Named-object pointing records
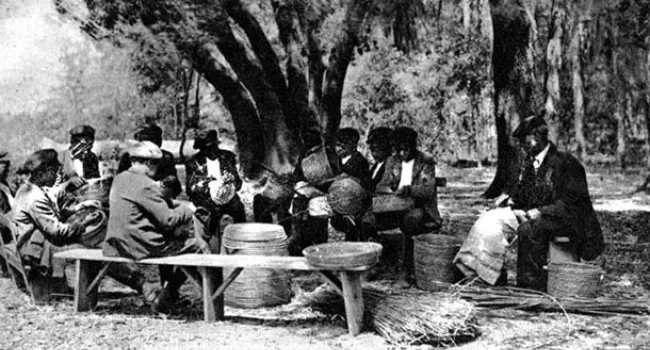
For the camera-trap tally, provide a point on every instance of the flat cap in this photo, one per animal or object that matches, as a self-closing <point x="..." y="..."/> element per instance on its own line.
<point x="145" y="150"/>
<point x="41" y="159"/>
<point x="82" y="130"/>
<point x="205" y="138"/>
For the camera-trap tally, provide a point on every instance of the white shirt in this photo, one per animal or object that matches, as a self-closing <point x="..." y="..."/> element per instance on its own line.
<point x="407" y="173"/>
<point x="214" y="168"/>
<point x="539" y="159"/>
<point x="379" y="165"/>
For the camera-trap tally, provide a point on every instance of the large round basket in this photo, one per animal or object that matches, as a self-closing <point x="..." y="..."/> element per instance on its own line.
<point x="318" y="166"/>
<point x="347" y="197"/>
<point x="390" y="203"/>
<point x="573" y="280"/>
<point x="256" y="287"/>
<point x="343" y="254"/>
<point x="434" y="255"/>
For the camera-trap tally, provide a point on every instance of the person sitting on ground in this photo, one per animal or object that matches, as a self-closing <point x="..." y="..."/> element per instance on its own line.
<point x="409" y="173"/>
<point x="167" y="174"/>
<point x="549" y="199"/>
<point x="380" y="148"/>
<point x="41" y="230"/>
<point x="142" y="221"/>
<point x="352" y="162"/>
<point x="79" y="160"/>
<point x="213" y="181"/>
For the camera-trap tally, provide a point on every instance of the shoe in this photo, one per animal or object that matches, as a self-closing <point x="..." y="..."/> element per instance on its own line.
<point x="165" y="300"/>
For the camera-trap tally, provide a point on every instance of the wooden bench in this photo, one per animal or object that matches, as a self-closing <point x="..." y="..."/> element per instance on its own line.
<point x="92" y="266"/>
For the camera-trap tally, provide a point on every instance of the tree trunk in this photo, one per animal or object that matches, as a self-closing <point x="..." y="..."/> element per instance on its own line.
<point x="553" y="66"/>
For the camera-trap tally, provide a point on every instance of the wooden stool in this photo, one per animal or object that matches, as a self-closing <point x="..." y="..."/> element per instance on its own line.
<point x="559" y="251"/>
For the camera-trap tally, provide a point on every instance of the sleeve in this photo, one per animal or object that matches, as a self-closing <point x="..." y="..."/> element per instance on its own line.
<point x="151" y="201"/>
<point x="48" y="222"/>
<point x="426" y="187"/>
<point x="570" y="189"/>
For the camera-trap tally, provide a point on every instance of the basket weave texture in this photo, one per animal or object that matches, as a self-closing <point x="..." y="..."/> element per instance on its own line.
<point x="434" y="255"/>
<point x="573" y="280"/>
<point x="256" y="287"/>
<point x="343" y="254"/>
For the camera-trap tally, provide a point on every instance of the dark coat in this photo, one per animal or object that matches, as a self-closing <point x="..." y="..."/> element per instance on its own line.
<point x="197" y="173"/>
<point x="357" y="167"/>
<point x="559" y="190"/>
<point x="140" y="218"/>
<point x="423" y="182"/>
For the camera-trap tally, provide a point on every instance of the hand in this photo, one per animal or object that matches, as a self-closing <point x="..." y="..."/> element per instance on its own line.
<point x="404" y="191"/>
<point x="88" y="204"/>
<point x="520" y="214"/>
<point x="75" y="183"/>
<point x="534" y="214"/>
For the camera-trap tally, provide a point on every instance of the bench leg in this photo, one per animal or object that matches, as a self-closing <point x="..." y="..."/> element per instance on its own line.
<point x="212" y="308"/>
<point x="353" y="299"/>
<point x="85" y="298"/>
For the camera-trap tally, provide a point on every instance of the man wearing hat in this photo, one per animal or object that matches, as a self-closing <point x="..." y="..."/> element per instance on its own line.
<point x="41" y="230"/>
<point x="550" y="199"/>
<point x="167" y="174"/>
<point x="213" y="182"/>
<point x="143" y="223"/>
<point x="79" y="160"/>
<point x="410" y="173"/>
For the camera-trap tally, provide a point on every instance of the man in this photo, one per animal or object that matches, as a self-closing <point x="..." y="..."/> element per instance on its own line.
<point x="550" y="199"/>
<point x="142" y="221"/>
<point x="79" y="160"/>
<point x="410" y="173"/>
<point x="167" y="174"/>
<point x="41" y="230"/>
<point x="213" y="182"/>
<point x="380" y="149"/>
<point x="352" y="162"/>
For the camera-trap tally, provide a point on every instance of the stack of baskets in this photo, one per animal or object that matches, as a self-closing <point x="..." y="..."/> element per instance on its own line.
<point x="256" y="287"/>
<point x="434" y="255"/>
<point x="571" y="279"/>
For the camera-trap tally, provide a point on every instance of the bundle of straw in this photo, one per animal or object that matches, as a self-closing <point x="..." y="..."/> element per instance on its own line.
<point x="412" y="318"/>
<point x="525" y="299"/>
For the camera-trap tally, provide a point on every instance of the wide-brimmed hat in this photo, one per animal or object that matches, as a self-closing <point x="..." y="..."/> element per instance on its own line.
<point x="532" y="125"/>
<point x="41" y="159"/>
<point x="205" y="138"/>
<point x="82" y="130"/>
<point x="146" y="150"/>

### THE REQUEST
Copy the records above from the line containing "of the stack" through the end of the records, both ends included, with every request kept as is. Add 15 to each x and y coordinate in the answers.

### SOLUTION BELOW
For the camera-trap tally, provide a point on every instance of the stack of baskets in this photo, one per animal or object that matches, as a self-closing <point x="..." y="..."/> element per instance on its own line.
<point x="271" y="302"/>
<point x="449" y="270"/>
<point x="586" y="294"/>
For the camera-trap tally, provide a point on every instance of the bundle of straw in this photo, one per animal or object that matches, as a self-closing <point x="..." y="..."/> element per instance on its own line.
<point x="427" y="333"/>
<point x="540" y="314"/>
For the camera-trap tally, provide a point on every instance of the wide-brimmed hat in this photo, one per animal or object that matches, as a self-closing <point x="..." y="..."/> element per instance on its own line.
<point x="547" y="140"/>
<point x="56" y="174"/>
<point x="220" y="153"/>
<point x="97" y="145"/>
<point x="161" y="165"/>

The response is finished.